- _Excerpted passage_
A digital public library we still need, and could build now

It’s been more than half a year since the Digital Public Library of America project was formally launched, and I’m still trying to figure out what the project organizers really want it to be.  The idea of “a digital library in service of the American public” is a good one, and many existing digital libraries already play that role in a variety of ways.  As I said when I christened this blog, I’m all for creating a multitude of libraries to serve a diversity of audiences and information needs.

At a certain point after an enthusiastic band of performers says “Let’s put on a show!”, though, someone has to decide what their show’s going to be about, and start focusing effort there.  So far, the DPLA seems to be taking an opportunistic approach.  Instead of promulgating a particular blueprint for what they’ll do, they’re asking the community for suggestions, in a “beta sprint” that ends today.   Whether this results in a clear distinctive direction for the project, or a mishmash of ideas from other digitization, aggregation, preservation, and public service initiatives, remains to be seen.

Just about every digital project I’ve seen is opportunistic to some extent.   In particular, most of the big ones are opportunistic when it comes to collection development.  We go after the books, documents, and other knowledge resources that are close to hand in our physical collections, or that we find people putting on the open web, or that our users suggest, or volunteer to provide on their own.

There are a number of good reasons for this sort of opportunism.  It lets us reuse work that we don’t have to redo ourselves.  It can inform us of audience interests and needs (at least as far as the interests of the producers we find align with the interests of the consumers we serve).  And it’s cheap, and that’s nothing to sneer at when budgets are tight.

But the public libraries that my family prefers to use don’t, on the whole, have opportunistically built collections.  Rather, they have collections shaped primarily by the needs of their patrons, and not primarily by the types of materials they can easily acquire.   The “opportunistic” community and school library collections I’ve seen tend to be the underfunded ones, where books in which we have yet to land on the Moon, the Soviet Union is still around, or Alaska is not yet a state may be more visible than books that reflect current knowledge or world events.  The better libraries may still have older titles in their research stacks, but they lead with books that have current relevance to their community, and they go out of their way to acquire reliable, readable resources for whatever information needs their users have.  In other words, their collections and services are driven by  demand, not supply.

In the digital realm, we have yet to see a library that freely provides such a digital collection at large scale for American public library users.   Which is not to say we don’t have large digital book collections– the one I maintain, for instance, has over a million freely readable titles, and Google Books and lots of other smaller digital projects have millions more.  But they function more as research or special-purpose collections than as collections for general public reference, education, or enjoyment.

The big reason for this, of course, is copyright.  In the US, anyone can freely digitize books and other resources published before 1923, but providing anything published after that requires copyright research and, usually, licensing, that tends to be both complex and expensive.  So the tendency of a lot of digital library projects is to focus on the older, obviously free material, and have little current material.  But a generally useful digital public library needs to be different.

- _What you have to do_
Using the blog post about a digital public library, explain why many digital library projects tend to focus on older material and hold little current material.

- _Rows_
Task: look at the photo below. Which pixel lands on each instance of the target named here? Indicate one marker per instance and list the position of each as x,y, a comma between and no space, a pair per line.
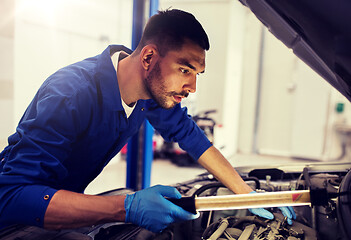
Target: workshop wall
7,26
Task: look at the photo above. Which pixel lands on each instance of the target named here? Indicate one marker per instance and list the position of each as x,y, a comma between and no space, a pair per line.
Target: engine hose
220,230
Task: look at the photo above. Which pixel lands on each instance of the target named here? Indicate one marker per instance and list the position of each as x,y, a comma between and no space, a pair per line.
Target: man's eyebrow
185,62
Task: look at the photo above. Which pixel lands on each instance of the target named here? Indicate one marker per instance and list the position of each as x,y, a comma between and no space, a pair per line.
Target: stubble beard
155,85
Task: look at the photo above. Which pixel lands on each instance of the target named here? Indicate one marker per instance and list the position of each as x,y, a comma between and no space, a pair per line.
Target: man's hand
288,212
149,209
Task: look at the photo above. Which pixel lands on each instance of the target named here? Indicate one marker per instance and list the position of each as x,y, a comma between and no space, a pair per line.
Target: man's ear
149,56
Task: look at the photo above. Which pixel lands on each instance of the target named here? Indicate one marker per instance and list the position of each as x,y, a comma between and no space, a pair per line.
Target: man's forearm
217,165
71,210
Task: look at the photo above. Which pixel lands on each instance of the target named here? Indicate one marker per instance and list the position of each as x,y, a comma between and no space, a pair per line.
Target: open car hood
318,32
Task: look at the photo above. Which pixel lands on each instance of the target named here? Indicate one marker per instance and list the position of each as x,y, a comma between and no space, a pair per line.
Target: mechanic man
84,113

- _Result of this task_
Copyright is the main reason. In the US, anyone can freely digitize books and other resources published before 1923, but offering anything published after that requires copyright research and usually licensing, which tend to be complex and expensive.